» Task to carry out
Nothing but the line containing "Roadside-survey request: point out the color" and the lines after it in the entries below should appear, each repeated exactly.

[Point localization data]
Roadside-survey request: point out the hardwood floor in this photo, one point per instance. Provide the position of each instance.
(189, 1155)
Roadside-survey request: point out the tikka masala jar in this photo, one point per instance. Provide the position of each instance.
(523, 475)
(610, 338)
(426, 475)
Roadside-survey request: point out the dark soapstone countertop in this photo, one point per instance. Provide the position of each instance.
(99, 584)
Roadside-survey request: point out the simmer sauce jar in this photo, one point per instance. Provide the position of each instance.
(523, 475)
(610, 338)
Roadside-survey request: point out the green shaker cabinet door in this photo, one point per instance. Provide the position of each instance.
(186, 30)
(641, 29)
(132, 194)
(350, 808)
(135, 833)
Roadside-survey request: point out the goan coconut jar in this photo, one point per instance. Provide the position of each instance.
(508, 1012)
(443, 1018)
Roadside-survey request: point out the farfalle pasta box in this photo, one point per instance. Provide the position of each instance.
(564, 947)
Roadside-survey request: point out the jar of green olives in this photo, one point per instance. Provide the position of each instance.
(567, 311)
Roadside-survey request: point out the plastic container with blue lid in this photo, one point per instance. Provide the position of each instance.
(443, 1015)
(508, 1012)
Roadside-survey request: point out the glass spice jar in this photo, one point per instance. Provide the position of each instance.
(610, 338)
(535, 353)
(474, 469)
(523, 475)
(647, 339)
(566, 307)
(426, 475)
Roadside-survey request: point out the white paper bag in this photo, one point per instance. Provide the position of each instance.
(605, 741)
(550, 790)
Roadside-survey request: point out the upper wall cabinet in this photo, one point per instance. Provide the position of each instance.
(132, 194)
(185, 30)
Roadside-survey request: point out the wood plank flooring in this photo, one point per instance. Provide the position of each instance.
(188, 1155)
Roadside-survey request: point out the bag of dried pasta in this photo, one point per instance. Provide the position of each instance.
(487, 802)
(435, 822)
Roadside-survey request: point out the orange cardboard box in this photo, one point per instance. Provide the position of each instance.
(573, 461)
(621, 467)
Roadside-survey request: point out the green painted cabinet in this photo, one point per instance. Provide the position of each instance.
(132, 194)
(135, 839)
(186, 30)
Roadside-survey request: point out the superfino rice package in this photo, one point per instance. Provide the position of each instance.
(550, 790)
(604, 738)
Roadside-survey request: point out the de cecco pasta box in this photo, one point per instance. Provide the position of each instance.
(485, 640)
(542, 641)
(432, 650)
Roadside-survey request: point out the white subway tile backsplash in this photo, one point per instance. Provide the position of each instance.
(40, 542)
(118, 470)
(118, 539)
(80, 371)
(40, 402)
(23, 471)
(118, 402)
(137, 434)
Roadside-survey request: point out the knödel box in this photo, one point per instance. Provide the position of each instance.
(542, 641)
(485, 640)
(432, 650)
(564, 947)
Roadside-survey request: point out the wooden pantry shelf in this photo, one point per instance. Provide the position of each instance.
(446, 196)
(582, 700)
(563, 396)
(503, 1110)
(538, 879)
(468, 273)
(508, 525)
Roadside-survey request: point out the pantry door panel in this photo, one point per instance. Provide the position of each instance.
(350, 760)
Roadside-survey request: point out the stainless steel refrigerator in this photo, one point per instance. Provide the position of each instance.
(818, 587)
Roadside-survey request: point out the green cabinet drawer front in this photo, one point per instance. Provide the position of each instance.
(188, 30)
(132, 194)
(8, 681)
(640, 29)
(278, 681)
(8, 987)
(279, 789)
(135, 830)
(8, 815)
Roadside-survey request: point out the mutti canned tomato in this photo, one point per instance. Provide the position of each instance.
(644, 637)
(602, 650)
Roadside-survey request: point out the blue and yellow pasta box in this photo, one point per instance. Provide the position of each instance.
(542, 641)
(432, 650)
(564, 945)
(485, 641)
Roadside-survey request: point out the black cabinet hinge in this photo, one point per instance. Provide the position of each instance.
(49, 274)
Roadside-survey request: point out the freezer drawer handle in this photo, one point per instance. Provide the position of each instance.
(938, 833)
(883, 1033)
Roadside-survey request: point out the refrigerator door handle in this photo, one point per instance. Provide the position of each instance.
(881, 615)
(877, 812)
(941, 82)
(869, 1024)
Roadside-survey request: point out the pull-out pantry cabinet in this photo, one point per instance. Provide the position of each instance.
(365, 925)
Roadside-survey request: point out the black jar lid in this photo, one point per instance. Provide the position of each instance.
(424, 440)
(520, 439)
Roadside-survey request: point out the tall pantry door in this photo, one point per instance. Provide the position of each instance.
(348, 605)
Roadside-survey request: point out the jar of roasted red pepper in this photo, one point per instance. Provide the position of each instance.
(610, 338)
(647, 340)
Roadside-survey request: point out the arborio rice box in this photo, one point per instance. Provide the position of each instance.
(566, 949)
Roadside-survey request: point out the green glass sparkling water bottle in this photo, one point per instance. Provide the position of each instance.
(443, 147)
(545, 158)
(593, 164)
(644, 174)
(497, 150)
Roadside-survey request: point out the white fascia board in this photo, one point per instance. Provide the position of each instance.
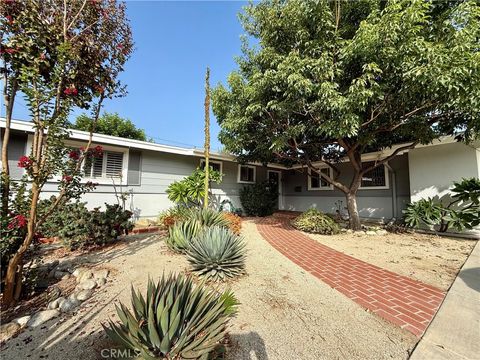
(105, 139)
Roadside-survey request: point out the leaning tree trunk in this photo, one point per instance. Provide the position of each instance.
(13, 278)
(354, 217)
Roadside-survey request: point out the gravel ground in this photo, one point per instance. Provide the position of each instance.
(285, 313)
(432, 259)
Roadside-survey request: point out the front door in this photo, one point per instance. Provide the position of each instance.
(275, 177)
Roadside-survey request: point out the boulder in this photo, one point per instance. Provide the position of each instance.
(55, 303)
(87, 284)
(83, 295)
(99, 274)
(8, 330)
(86, 275)
(42, 316)
(22, 321)
(69, 305)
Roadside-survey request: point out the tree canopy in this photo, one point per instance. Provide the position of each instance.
(110, 124)
(329, 79)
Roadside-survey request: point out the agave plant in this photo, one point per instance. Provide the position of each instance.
(181, 234)
(217, 253)
(175, 320)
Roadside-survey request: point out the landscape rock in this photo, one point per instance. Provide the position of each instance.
(8, 330)
(69, 305)
(61, 274)
(103, 273)
(85, 275)
(42, 316)
(78, 271)
(55, 303)
(83, 295)
(87, 284)
(22, 321)
(101, 281)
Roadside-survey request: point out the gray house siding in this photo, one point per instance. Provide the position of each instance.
(372, 203)
(151, 172)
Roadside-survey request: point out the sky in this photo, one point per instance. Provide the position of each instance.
(175, 41)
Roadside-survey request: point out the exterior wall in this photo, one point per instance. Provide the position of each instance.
(433, 169)
(372, 203)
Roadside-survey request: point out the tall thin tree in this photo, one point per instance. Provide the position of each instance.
(207, 136)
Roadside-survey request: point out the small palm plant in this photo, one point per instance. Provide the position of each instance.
(175, 320)
(217, 253)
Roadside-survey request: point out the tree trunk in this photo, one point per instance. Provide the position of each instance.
(354, 217)
(5, 181)
(13, 279)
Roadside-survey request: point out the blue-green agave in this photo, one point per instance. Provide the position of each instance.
(176, 319)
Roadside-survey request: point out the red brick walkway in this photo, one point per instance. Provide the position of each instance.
(403, 301)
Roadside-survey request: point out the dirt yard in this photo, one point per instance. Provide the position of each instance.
(285, 313)
(432, 259)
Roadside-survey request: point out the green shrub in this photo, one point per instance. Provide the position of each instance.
(207, 217)
(79, 227)
(190, 190)
(461, 211)
(217, 253)
(316, 222)
(180, 234)
(176, 320)
(259, 199)
(172, 215)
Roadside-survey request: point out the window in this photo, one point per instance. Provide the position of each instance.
(246, 174)
(316, 182)
(109, 165)
(215, 165)
(376, 178)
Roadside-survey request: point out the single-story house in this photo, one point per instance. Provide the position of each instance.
(147, 169)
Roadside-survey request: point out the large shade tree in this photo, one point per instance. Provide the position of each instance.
(327, 81)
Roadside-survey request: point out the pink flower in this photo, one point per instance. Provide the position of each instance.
(73, 155)
(24, 162)
(71, 91)
(18, 221)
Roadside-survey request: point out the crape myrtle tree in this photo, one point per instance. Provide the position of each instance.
(327, 81)
(59, 55)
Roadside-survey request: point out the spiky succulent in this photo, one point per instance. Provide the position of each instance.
(181, 234)
(217, 253)
(175, 320)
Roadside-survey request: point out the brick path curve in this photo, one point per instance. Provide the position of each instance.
(405, 302)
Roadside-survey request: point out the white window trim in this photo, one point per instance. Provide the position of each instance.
(101, 180)
(254, 174)
(385, 187)
(309, 180)
(213, 162)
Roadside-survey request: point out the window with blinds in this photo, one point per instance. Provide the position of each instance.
(109, 165)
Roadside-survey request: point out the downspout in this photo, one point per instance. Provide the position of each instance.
(394, 190)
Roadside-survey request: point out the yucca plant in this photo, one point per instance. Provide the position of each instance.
(217, 254)
(181, 234)
(175, 320)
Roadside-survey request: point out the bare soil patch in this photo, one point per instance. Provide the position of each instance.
(285, 312)
(434, 260)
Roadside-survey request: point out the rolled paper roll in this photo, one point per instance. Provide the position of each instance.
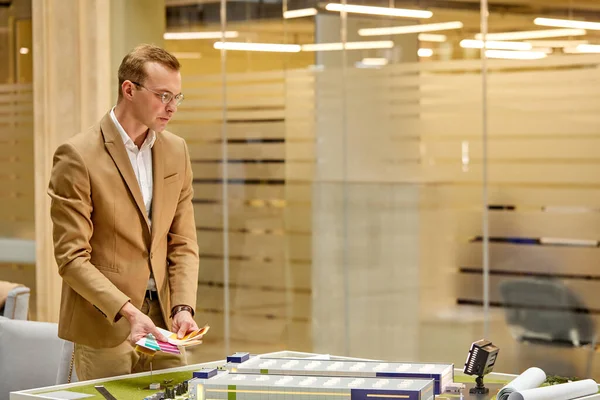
(531, 378)
(564, 391)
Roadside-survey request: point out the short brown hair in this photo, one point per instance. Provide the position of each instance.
(133, 65)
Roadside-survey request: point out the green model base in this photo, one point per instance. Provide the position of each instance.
(136, 388)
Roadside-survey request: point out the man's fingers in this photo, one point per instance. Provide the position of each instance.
(158, 335)
(183, 329)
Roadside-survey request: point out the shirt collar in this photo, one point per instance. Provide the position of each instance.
(148, 142)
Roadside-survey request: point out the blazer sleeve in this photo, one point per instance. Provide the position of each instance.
(70, 210)
(182, 245)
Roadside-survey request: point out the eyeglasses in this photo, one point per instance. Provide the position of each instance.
(165, 97)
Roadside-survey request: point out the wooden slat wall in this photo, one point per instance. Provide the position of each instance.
(268, 182)
(543, 183)
(382, 134)
(16, 177)
(387, 165)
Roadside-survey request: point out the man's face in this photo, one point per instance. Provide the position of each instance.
(149, 108)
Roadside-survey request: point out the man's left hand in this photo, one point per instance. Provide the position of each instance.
(183, 322)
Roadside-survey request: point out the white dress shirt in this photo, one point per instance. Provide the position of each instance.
(141, 161)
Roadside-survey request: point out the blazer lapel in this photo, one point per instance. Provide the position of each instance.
(158, 172)
(115, 146)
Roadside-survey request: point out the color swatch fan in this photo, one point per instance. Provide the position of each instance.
(149, 345)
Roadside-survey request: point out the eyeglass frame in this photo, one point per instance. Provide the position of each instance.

» Output of the exercise
Roadside-survey request: point out the color swatch fan in this photo, one point per instance. Provide the position of each instance.
(149, 345)
Roadside-survey request: point out the eyeglass frame in this photo, one point per instance. Provide the position of each instance.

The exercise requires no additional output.